Task — Put this sentence from the NatWest article below into Spanish: "We have already made significant progress simplifying our systems and reducing duplication."

Given text —
—————

A tale of two banks, simplification, and AI - NatWest Group’s story
- Summary:
- Tech-enabled simplification leading to an agentic future is what NatWest Group CEO Paul Thwaite is looking for.
NatWest Group is one of the top five banks in the UK, whose brands including National Westminster Bank, Royal Bank of Scotland, Ulster Bank, and Coutts, service over 19 million customers. It’s a complex operation with around 60,000 employees in total and it comes as no surprise that a top priority for Group CEO Paul Thwaite is tech-enabled simplification:
We have already made significant progress simplifying our systems and reducing duplication. For example, we de-commissioned 200 business applications across the group last year, and we successfully migrated one million customers from Sainsbury's Bank, covering multiple products.
It will come as another non-surprise to find out that AI features heavily in future planning for the banking group:
It's already affecting the sector. We've embraced it - from a colleague perspective and a customer perspective. I think it's going to change how customers engage with us or how they find us and discover us. I think the winners here will be those who've got significant sized customer bases, 20 million for us, long-standing relationships data, so you can bring products, propositions, whether directly to your own channels or through other channels. I think that is going to be successful. And we're very thoughtful about that in terms of how we're building our capabilities.

—————

Dataset extract —

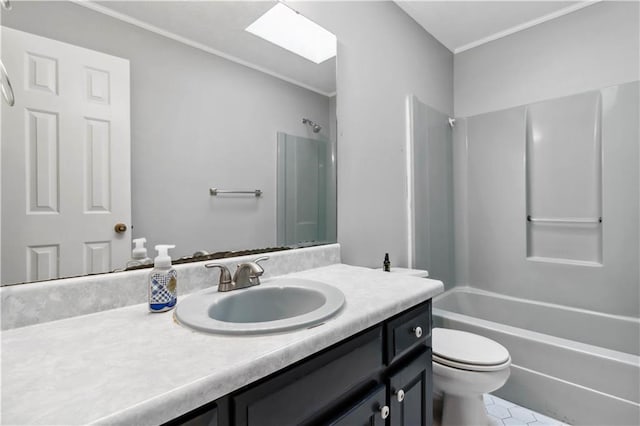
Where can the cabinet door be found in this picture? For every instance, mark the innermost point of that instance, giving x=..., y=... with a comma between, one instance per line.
x=306, y=390
x=410, y=391
x=369, y=411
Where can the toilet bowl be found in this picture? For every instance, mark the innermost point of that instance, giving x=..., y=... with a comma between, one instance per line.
x=465, y=366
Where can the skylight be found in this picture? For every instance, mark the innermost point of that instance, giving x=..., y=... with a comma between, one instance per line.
x=288, y=29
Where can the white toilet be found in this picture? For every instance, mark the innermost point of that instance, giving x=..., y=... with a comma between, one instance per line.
x=465, y=366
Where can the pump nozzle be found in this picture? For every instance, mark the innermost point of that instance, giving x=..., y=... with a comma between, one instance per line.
x=163, y=259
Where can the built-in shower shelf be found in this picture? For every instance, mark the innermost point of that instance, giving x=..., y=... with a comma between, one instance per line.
x=564, y=261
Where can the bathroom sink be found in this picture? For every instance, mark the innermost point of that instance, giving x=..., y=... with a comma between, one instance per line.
x=276, y=305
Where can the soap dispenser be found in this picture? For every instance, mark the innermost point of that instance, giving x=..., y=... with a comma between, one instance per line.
x=139, y=253
x=163, y=281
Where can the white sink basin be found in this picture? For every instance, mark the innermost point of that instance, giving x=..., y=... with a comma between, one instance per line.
x=274, y=306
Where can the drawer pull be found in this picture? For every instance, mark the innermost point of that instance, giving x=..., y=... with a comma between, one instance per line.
x=417, y=331
x=384, y=412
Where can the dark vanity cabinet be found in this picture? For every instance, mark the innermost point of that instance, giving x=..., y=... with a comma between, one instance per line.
x=381, y=376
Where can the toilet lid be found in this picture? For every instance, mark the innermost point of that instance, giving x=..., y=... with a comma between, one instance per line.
x=460, y=349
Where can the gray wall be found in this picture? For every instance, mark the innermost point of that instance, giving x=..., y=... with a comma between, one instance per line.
x=383, y=56
x=589, y=49
x=197, y=121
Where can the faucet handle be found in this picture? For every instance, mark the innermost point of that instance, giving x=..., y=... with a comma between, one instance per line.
x=260, y=259
x=224, y=282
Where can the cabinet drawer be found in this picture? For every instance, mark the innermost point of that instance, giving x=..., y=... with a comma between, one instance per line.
x=407, y=331
x=296, y=394
x=366, y=412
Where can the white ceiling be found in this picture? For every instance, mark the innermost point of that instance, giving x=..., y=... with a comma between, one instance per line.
x=461, y=25
x=218, y=27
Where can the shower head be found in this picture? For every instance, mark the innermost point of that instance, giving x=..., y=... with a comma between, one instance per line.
x=314, y=126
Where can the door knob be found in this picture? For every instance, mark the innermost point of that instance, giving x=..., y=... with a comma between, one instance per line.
x=417, y=331
x=384, y=412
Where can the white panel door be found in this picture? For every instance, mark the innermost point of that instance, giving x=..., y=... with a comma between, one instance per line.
x=66, y=173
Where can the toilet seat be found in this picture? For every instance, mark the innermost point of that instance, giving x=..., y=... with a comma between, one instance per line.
x=468, y=351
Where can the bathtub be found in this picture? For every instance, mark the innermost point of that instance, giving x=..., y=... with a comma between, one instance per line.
x=578, y=366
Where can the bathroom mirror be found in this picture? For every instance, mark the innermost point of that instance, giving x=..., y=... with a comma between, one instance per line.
x=206, y=103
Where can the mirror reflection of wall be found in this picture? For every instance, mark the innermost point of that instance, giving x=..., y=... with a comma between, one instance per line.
x=198, y=120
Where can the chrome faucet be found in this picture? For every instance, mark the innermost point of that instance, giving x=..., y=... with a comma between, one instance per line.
x=247, y=274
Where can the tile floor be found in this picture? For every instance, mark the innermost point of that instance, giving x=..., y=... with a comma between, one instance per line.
x=505, y=413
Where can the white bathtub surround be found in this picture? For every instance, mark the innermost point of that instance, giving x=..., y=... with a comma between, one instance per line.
x=504, y=413
x=578, y=366
x=56, y=299
x=127, y=366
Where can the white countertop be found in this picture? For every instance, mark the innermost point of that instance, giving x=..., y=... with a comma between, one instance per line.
x=127, y=366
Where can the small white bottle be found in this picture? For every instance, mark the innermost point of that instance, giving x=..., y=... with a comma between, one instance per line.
x=163, y=282
x=139, y=253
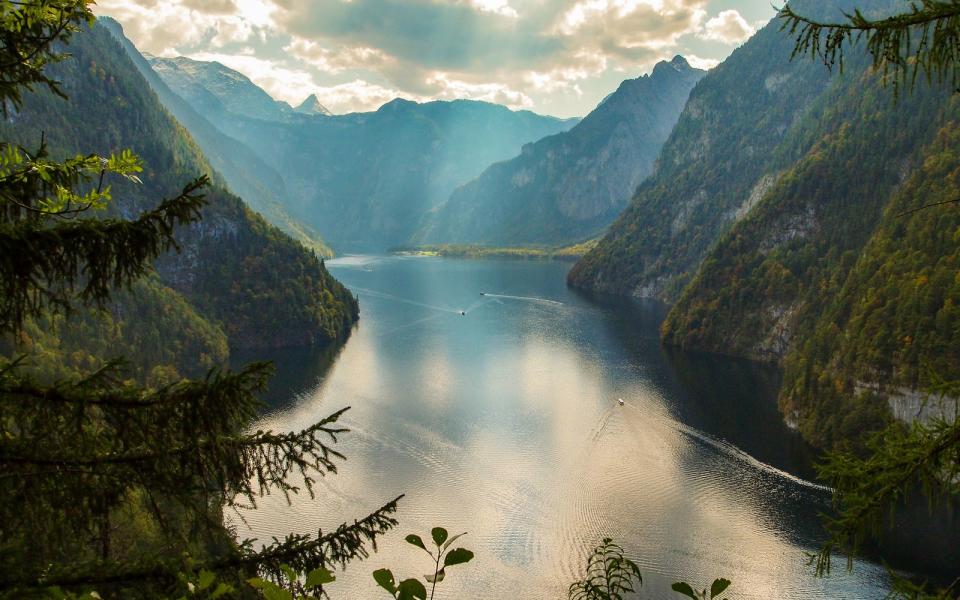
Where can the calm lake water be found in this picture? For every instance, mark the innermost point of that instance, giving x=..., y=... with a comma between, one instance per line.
x=504, y=422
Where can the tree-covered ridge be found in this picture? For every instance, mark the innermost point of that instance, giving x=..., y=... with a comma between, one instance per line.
x=768, y=278
x=240, y=274
x=727, y=147
x=364, y=180
x=894, y=325
x=570, y=186
x=157, y=330
x=244, y=173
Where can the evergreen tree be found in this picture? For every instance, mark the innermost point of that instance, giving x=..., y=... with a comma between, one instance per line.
x=108, y=486
x=923, y=39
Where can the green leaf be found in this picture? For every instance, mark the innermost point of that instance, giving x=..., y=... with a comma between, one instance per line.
x=410, y=589
x=417, y=541
x=719, y=585
x=270, y=590
x=318, y=577
x=206, y=579
x=684, y=588
x=290, y=574
x=384, y=578
x=453, y=539
x=438, y=577
x=457, y=557
x=222, y=590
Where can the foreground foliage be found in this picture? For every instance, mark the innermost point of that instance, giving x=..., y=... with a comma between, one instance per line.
x=109, y=486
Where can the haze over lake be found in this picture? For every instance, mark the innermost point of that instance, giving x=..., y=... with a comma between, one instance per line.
x=504, y=422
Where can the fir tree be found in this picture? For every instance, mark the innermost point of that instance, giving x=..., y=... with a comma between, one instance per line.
x=86, y=462
x=923, y=457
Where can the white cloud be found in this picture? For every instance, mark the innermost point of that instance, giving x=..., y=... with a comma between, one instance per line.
x=451, y=89
x=728, y=27
x=337, y=60
x=562, y=54
x=358, y=96
x=699, y=62
x=499, y=7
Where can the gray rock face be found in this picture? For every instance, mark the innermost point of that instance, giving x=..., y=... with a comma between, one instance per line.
x=365, y=181
x=312, y=106
x=570, y=186
x=216, y=86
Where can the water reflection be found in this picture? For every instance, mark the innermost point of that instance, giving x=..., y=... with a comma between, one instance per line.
x=504, y=422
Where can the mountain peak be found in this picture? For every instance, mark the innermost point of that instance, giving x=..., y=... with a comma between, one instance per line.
x=312, y=106
x=677, y=64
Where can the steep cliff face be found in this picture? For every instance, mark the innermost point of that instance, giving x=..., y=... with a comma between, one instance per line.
x=364, y=180
x=237, y=272
x=570, y=186
x=740, y=128
x=883, y=338
x=766, y=281
x=242, y=170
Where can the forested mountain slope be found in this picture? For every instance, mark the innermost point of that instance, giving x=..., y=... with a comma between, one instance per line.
x=820, y=267
x=570, y=186
x=242, y=169
x=364, y=180
x=236, y=275
x=740, y=128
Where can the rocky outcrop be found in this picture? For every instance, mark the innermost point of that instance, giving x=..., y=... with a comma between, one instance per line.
x=570, y=186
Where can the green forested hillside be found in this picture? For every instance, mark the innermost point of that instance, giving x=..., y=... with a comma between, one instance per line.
x=768, y=278
x=568, y=187
x=725, y=151
x=772, y=223
x=894, y=325
x=364, y=180
x=243, y=171
x=238, y=275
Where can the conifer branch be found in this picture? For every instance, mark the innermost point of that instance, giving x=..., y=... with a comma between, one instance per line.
x=925, y=39
x=40, y=267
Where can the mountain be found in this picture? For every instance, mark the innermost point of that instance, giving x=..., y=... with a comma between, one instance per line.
x=217, y=87
x=775, y=222
x=236, y=280
x=364, y=180
x=312, y=106
x=570, y=186
x=242, y=170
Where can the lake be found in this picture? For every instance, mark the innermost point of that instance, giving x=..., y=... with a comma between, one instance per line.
x=504, y=422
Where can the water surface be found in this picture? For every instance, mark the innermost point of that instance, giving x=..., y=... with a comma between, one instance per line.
x=504, y=422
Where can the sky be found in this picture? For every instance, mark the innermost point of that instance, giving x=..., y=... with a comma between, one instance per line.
x=558, y=57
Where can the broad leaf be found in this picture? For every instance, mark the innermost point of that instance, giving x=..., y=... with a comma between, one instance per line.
x=438, y=577
x=417, y=541
x=222, y=590
x=206, y=579
x=384, y=578
x=457, y=557
x=411, y=589
x=290, y=574
x=685, y=589
x=270, y=590
x=719, y=585
x=318, y=577
x=453, y=539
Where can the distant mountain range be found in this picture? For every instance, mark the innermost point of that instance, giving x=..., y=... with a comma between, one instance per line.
x=242, y=169
x=364, y=180
x=570, y=186
x=777, y=223
x=237, y=281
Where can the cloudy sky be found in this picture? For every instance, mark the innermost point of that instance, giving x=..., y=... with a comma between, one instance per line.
x=557, y=57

—————

Problem solution — Ya hemos logrado avances significativos en la simplificación de nuestros sistemas y en la reducción de la duplicación.